_Text excerpt_
◇ ◇ ◇ ◇ ◇
Showing posts with label class quilt. Show all posts
Showing posts with label class quilt. Show all posts

Wednesday, April 21, 2021

Art Students and Popsicle Sticks




There are so many things you can do with popsicle sticks and the more options you give your students the better. Some of my students made boxes out of them, while others painted them before arranging them and gluing them to painted cardboard, but one of the favorite projects from popstick week was a class quilt. Each student was given a 4.5" X 4.5" square of chipboard. They were to pick out 12 sticks. It helps to limit the color choices between 2 or 3 to make patterns. This was a chance to touch on the vocabulary of color relationships and help them feel good about their choices., "Oh, you  are using secondary colors.", "Yellow and purple are opposite on the color wheel. They are complimentary colors." or "All of your colors are warm."  Some students drew lines, dots or zigzags on individual sticks with marker before gluing them down one at a time, while others glued them into place before adding a simple image or circles form dot makers. Since my students are all blind or visually impaired it is nice that they can feel the sticks and the verticle-horizontal pattern of the squares. Those with some vision, could help me arrange them making sure that the blues were spread evenly, and there were at least two squares with yellow in each row. It's a great way to touch on unity, variety, horizontal, vertical, color schemes, and collage, while letting children make their own choices.

 

Sunday, April 9, 2017

Story Quilt



The thing about quilting projects is that they can be used to teach a wide variety of subjects from Math to Art History and American history.  I grew up in the heart Amish country, Pennsylvania where the quilting tradition runs deep. Here in the south, it seems logical to talk about Freedom Quilts and the role they played in the Underground Railroad, with quilt squares that acted as a secret code to tell slaves follow the geese, the North Star, and pointed out safe houses. Slaves made quilts from flour sacks and used clothes to keep warm, and some times they sold enough quilts to buy freedom. I also taught about quilter Harriet Powers, a Georgian, a freed slave and self-taught artist whose quilt is in the Smithsonian.
◇ ◇ ◇ ◇ ◇
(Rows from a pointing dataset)
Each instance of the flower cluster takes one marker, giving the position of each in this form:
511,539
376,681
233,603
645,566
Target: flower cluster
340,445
◇ ◇ ◇ ◇ ◇
_Exercise task A_
Answer these questions from the class quilt posts:
(i) What size was the square of chipboard each student received?
(ii) How many sticks was each student told to pick out?
(iii) Whose quilt is in the Smithsonian?
_Exercise task B_
Resume the class quilt posts from the point where they stop.
The lines have nothing to do with this.

_Task answer A_
(i) 4.5" X 4.5"
(ii) 12
(iii) Harriet Powers's

_Task answer B_
We watched videos of the Gee's Bend Quilters and discussed the social and family history aspects of quilting traditions. We talked about how many of these celebrated women artists had the same name (Pettway) because they were descendants of slaves of Mark Pettway.  Pettway bought the plantation from original settler, Joseph Gee, for whom Gee's Bend, Alabama is named.

And since it was Black History Month, and we were on a roll, celebrating quilts by African Americans, we looked at the story quilts of Faith Ringgold, and the impact she had on the New York Art scene in the 1960's and 70's. Ringgold fought for the rights of black artists and women artists who were (and still are) under-represented in major museums and galleries. Her story quilts illustrate aspects of her life as a young girl in New York.

For the art production aspect of this lesson, each student came up with a story from their own life and illustrated it on fabric using fabric markers, liquid watercolor and puffy paint. Oh, did I neglect to mention that language arts was also part of the lesson? Students shared the stories with the class, and we used each block to make a class quilt, creating swatches of patterned fabric to use as boarders-Faith Ringgold style.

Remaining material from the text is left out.